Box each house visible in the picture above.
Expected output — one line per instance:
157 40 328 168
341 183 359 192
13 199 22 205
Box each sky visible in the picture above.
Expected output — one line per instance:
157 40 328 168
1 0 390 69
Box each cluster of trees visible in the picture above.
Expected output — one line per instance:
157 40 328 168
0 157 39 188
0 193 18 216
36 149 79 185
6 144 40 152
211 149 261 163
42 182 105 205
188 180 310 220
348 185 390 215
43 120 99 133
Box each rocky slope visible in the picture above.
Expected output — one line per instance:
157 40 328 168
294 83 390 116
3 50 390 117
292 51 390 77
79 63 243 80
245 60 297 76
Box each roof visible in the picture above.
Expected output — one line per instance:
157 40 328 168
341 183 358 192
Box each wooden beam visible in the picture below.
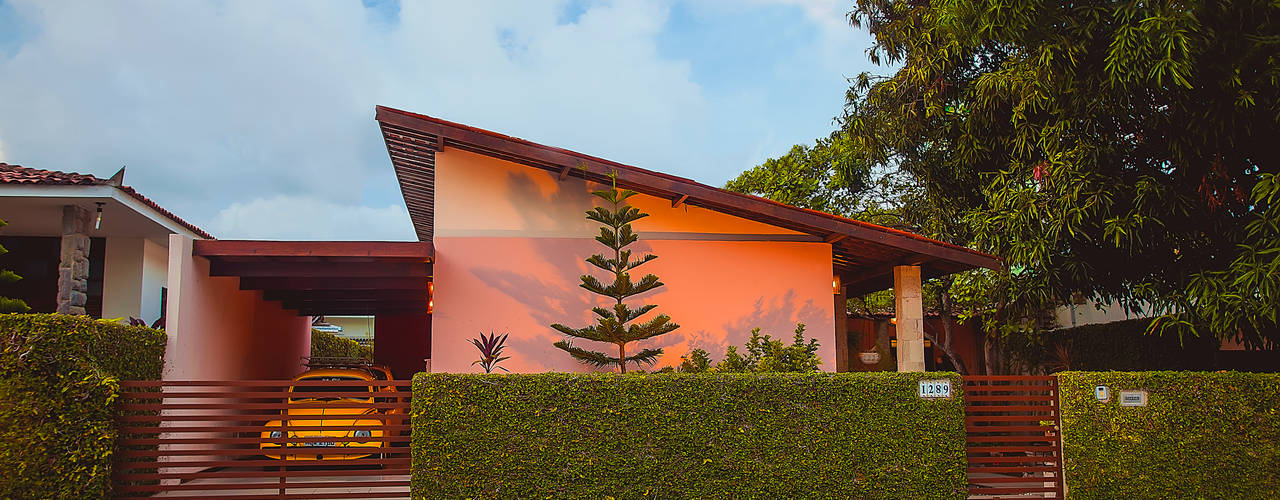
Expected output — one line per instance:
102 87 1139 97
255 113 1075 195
825 234 848 244
239 277 428 292
558 164 572 181
210 261 430 279
284 299 426 311
297 307 426 316
671 194 689 208
194 240 433 260
264 289 427 302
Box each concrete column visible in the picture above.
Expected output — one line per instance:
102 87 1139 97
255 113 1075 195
833 277 849 372
56 205 92 315
894 265 925 372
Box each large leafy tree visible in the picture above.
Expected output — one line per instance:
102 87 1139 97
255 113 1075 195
840 0 1280 347
552 176 680 373
728 1 1280 365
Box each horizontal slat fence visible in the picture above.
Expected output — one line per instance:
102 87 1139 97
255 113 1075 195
964 376 1063 498
114 380 411 499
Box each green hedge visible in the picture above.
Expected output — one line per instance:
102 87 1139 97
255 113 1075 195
0 313 166 499
311 328 373 360
1059 371 1280 499
412 372 966 499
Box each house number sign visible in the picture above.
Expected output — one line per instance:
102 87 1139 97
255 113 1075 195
918 379 952 399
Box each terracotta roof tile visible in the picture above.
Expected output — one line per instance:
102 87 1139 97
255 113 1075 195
0 163 214 239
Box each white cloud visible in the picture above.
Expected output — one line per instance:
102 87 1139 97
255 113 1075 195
0 0 869 240
208 195 413 241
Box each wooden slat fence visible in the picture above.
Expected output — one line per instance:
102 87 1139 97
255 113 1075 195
114 379 412 499
964 375 1064 498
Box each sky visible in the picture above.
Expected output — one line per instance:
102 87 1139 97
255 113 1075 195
0 0 879 240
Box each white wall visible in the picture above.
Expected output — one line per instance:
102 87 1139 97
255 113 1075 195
141 238 168 323
1053 299 1153 329
102 237 170 324
102 237 145 320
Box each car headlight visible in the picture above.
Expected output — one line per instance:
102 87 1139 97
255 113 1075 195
269 431 283 439
353 430 372 438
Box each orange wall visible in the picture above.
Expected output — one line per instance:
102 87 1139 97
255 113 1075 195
164 235 312 381
431 150 835 373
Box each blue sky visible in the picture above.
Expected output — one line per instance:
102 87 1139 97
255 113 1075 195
0 0 879 240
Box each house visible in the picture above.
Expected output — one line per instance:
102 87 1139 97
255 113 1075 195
0 164 210 322
366 106 999 375
3 106 1000 381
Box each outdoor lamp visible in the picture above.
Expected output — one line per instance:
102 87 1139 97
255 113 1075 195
94 202 105 230
832 275 841 294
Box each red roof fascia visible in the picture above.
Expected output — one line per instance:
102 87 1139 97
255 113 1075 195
375 106 998 264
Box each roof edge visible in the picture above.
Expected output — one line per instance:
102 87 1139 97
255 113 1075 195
375 105 1000 271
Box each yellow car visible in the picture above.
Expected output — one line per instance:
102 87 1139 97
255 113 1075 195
260 366 402 461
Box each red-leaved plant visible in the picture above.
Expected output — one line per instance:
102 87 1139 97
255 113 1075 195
470 332 511 373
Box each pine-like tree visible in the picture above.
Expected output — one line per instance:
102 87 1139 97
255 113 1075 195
551 176 679 373
0 218 31 313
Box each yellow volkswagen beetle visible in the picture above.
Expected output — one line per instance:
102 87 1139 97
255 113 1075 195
260 365 401 461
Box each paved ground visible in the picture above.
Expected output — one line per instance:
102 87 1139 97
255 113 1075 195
153 467 409 498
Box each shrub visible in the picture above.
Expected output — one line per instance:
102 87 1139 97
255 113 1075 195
715 323 822 373
310 328 373 361
1058 371 1280 499
412 372 966 499
0 313 165 499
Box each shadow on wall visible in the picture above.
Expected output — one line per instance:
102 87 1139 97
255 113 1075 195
467 170 676 371
454 168 831 373
504 170 595 235
468 234 672 373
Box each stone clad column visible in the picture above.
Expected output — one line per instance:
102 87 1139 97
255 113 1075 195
894 265 925 372
56 205 92 315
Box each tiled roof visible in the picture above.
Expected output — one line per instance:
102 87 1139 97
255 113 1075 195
0 163 102 185
0 163 214 239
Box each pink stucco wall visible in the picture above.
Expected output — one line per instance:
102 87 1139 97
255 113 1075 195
164 235 312 381
431 150 836 373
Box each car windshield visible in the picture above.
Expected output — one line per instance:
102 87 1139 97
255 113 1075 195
290 376 372 401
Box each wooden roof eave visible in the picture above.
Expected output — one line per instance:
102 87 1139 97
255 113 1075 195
374 106 1001 274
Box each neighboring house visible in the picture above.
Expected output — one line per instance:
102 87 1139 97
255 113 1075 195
0 164 210 323
317 315 375 345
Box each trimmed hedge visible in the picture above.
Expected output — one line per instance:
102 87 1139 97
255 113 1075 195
1059 371 1280 499
0 313 166 499
412 372 966 499
311 328 373 360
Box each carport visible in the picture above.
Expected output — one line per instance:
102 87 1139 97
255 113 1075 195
164 236 433 381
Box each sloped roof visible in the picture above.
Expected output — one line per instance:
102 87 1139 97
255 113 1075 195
374 105 1000 293
0 163 213 239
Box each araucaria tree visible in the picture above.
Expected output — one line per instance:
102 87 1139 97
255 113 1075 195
0 218 31 313
552 176 679 373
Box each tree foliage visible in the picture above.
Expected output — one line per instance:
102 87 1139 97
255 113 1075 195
842 0 1280 347
552 175 680 372
733 1 1280 348
677 324 822 373
0 218 31 314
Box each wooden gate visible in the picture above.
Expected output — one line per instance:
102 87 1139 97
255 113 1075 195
963 375 1064 498
113 379 412 499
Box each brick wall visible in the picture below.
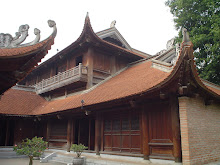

■ What the task asks:
Gather each line of the listing containing the word "wall" and show it.

■ Response to this task:
Box each white wall visible in the picture above.
Box each orange wall visible in the picture above.
Box each shadow on wall visible in the picture above.
Box each pink stucco wall visible in the picture above.
Box each brick wall visible in the picture below.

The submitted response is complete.